__INSTRUCTIONS FOR THE TASK__
Reproduce every entry in the listing without alteration.

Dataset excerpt
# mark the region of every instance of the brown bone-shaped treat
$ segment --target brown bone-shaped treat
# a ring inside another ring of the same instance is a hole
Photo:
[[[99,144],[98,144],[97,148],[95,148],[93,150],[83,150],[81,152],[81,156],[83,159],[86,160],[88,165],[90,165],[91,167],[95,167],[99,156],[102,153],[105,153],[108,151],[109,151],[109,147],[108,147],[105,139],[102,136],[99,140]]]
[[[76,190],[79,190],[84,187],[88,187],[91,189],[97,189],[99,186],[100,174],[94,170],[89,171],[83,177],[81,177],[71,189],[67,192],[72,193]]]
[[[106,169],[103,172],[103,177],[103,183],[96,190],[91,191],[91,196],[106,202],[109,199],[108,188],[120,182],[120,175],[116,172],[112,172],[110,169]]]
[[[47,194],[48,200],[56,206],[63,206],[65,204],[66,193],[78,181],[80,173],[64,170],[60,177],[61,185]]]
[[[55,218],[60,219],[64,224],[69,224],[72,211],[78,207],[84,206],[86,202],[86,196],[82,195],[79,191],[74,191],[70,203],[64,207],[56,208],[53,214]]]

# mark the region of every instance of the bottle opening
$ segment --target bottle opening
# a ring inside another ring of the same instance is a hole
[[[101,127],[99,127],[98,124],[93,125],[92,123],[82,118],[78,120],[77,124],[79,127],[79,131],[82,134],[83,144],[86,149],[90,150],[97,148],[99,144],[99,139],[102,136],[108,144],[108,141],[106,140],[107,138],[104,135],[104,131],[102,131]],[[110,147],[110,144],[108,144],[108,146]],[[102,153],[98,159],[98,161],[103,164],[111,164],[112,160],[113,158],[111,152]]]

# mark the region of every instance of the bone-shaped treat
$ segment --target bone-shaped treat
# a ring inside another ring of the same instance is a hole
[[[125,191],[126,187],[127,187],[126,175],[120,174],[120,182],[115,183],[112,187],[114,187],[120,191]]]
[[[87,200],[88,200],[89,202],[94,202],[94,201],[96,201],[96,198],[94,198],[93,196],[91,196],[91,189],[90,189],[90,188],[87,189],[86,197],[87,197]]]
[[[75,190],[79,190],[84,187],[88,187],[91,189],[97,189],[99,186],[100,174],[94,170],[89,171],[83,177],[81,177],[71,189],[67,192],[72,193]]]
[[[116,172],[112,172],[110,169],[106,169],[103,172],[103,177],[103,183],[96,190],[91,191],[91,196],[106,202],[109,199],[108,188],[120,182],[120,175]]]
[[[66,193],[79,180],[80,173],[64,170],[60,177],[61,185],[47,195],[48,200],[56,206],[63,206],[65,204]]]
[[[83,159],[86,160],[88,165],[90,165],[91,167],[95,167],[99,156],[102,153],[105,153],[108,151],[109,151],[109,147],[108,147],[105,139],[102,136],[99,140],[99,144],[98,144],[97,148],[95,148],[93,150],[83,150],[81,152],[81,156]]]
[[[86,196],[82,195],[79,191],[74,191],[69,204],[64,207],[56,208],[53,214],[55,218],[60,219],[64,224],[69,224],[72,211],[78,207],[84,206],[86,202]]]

__ANSWER FOR THE TASK__
# mark the region of every instance of the brown bone-shaped treat
$ segment --target brown bone-shaped treat
# a ring inside another ring of the same instance is a hole
Photo:
[[[99,144],[98,144],[97,148],[95,148],[93,150],[83,150],[81,152],[81,156],[83,159],[86,160],[88,165],[90,165],[91,167],[95,167],[99,156],[102,153],[105,153],[108,151],[109,151],[109,147],[108,147],[105,139],[102,136],[99,140]]]
[[[76,190],[79,190],[84,187],[88,187],[91,189],[97,189],[99,186],[100,174],[94,170],[89,171],[83,177],[81,177],[71,189],[67,192],[72,193]]]
[[[106,169],[103,172],[103,177],[103,183],[96,190],[91,191],[91,196],[106,202],[109,199],[108,188],[120,182],[120,175],[116,172],[112,172],[110,169]]]
[[[47,194],[48,200],[56,206],[63,206],[65,204],[66,193],[78,181],[80,173],[64,170],[60,177],[61,185]]]
[[[55,218],[60,219],[64,224],[69,224],[72,211],[78,207],[84,206],[86,202],[86,196],[82,195],[79,191],[74,191],[70,203],[64,207],[56,208],[53,214]]]

# mark the region of every instance of the bottle opening
$ segment --target bottle opening
# a ring inside another ring of the same instance is a hole
[[[101,127],[99,127],[98,124],[93,125],[92,123],[82,118],[78,120],[77,124],[79,127],[79,131],[82,134],[83,144],[86,149],[90,150],[97,148],[99,144],[99,139],[102,136],[108,144],[108,141],[106,140],[107,138],[104,135],[104,131],[102,131]],[[110,147],[110,144],[108,144],[108,146]],[[102,153],[98,159],[98,161],[103,164],[111,164],[112,160],[113,158],[111,152]]]

# mark the region of every instance of the bone-shaped treat
$ segment --target bone-shaped treat
# a ring inside another ring of the same instance is a hole
[[[125,191],[126,187],[127,187],[126,175],[120,174],[120,182],[115,183],[112,187],[114,187],[120,191]]]
[[[87,200],[88,200],[89,202],[94,202],[94,201],[96,201],[96,198],[94,198],[93,196],[91,196],[91,189],[90,189],[90,188],[87,189],[86,197],[87,197]]]
[[[75,190],[79,190],[84,187],[88,187],[91,189],[97,189],[99,186],[100,174],[94,170],[89,171],[83,177],[81,177],[71,189],[67,192],[72,193]]]
[[[116,172],[112,172],[110,169],[106,169],[103,172],[103,177],[103,183],[96,190],[91,191],[91,196],[106,202],[109,199],[108,188],[120,182],[120,175]]]
[[[66,193],[79,180],[80,173],[64,170],[60,177],[61,185],[47,195],[48,200],[56,206],[63,206],[65,204]]]
[[[83,159],[86,160],[88,165],[90,165],[91,167],[95,167],[99,156],[102,153],[105,153],[108,151],[109,151],[109,147],[108,147],[105,139],[102,136],[99,140],[99,144],[98,144],[97,148],[95,148],[93,150],[83,150],[81,152],[81,156]]]
[[[86,196],[82,195],[79,191],[74,191],[69,204],[64,207],[56,208],[53,214],[55,218],[60,219],[64,224],[69,224],[72,211],[78,207],[84,206],[86,202]]]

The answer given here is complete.